**TASK REQUIREMENTS:** Work out how many lines of the data contain "strap" and reply with that number alone.

─── RECORD EXTRACTS ───

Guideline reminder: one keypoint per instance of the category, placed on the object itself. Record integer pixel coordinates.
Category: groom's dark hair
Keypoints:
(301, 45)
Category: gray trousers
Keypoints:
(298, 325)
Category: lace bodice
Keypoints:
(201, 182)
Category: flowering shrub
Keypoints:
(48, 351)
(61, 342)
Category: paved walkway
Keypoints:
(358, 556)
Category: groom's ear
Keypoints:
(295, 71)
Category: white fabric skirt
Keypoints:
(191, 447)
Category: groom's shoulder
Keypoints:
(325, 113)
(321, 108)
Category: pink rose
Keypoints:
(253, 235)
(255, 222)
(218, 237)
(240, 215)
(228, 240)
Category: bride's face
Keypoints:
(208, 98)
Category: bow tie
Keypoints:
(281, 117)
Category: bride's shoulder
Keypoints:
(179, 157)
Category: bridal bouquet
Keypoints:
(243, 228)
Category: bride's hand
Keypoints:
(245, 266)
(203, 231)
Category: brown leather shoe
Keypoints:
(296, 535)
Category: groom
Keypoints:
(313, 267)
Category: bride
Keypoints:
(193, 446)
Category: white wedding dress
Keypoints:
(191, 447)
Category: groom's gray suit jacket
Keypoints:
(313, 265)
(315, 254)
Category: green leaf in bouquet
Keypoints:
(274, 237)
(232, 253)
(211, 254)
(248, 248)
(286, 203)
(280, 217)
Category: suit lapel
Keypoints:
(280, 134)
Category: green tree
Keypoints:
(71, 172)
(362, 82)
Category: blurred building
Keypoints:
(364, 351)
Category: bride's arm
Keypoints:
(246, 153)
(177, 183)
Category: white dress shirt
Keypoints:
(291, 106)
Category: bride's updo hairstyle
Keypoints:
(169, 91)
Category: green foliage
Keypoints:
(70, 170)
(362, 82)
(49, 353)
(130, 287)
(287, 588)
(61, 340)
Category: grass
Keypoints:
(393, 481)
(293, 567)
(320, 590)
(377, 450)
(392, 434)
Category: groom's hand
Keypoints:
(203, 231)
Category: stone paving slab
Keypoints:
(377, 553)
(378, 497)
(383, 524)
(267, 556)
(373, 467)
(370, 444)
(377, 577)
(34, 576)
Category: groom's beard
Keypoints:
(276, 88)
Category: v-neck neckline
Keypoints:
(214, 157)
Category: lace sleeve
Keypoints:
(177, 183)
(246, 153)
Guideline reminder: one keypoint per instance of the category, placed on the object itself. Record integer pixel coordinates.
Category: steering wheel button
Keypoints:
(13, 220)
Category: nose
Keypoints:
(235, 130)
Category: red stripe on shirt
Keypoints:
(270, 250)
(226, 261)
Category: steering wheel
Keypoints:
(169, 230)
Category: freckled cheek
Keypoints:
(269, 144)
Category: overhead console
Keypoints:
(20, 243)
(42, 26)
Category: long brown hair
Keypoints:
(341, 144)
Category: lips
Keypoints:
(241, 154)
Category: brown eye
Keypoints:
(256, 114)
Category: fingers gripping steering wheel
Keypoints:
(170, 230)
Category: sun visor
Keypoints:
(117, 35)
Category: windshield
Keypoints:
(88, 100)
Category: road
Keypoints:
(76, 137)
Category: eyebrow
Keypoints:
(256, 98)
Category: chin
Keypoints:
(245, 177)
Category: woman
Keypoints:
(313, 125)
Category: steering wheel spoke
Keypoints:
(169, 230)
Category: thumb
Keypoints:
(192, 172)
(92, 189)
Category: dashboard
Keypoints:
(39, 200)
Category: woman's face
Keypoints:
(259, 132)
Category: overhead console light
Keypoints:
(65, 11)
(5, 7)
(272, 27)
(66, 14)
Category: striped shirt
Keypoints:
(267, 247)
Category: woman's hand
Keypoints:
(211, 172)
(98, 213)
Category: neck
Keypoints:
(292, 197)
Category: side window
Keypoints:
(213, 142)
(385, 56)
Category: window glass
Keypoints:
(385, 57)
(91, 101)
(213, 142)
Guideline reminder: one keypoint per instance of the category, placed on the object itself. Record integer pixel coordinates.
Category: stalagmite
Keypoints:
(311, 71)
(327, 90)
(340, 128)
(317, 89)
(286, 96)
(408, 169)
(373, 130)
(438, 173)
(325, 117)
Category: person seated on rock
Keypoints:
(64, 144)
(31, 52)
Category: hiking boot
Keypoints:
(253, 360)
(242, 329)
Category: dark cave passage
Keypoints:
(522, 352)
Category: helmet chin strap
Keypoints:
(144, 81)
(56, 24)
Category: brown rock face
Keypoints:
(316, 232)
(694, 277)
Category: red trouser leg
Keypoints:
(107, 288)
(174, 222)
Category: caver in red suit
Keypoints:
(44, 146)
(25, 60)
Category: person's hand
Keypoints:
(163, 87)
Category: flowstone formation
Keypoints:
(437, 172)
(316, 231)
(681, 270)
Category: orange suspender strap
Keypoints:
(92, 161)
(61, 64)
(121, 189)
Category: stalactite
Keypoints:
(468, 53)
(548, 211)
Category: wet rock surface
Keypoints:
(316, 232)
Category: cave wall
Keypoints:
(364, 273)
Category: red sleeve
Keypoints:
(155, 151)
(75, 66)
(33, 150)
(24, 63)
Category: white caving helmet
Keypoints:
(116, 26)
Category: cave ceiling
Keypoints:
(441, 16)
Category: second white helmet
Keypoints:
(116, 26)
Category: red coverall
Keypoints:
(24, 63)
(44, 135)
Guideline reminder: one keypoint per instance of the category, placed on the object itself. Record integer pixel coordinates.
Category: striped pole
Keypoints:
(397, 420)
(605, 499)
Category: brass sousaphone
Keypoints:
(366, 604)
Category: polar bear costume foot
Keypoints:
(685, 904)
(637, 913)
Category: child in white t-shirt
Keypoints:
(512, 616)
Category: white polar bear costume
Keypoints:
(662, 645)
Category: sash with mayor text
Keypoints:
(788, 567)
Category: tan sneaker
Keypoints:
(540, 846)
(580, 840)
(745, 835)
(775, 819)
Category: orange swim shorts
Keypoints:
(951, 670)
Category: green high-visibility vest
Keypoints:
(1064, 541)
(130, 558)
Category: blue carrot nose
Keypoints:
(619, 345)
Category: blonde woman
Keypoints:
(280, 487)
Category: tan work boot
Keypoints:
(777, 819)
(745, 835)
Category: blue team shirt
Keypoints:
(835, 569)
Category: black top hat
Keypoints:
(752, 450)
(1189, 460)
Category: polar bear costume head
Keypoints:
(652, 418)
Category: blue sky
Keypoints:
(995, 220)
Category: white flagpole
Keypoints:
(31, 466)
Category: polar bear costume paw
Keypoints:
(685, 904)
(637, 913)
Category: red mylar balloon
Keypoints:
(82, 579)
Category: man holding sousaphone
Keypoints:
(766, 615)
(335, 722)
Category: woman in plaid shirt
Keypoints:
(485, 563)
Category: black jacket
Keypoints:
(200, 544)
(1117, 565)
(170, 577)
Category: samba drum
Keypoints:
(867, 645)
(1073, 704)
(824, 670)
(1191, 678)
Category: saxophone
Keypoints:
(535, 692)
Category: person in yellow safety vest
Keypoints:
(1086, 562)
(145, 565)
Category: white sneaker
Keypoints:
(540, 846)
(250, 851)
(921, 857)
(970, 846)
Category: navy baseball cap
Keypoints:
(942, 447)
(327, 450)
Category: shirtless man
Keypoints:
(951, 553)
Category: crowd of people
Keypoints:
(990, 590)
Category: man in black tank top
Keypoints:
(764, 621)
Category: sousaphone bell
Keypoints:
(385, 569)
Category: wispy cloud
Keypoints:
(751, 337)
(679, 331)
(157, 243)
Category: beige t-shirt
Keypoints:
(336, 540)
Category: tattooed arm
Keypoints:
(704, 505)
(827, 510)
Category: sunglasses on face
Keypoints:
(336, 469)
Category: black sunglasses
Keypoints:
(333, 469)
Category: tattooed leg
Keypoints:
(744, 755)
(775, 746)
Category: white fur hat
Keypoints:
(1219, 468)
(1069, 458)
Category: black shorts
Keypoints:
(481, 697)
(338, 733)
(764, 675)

───

**ANSWER SPACE:** 2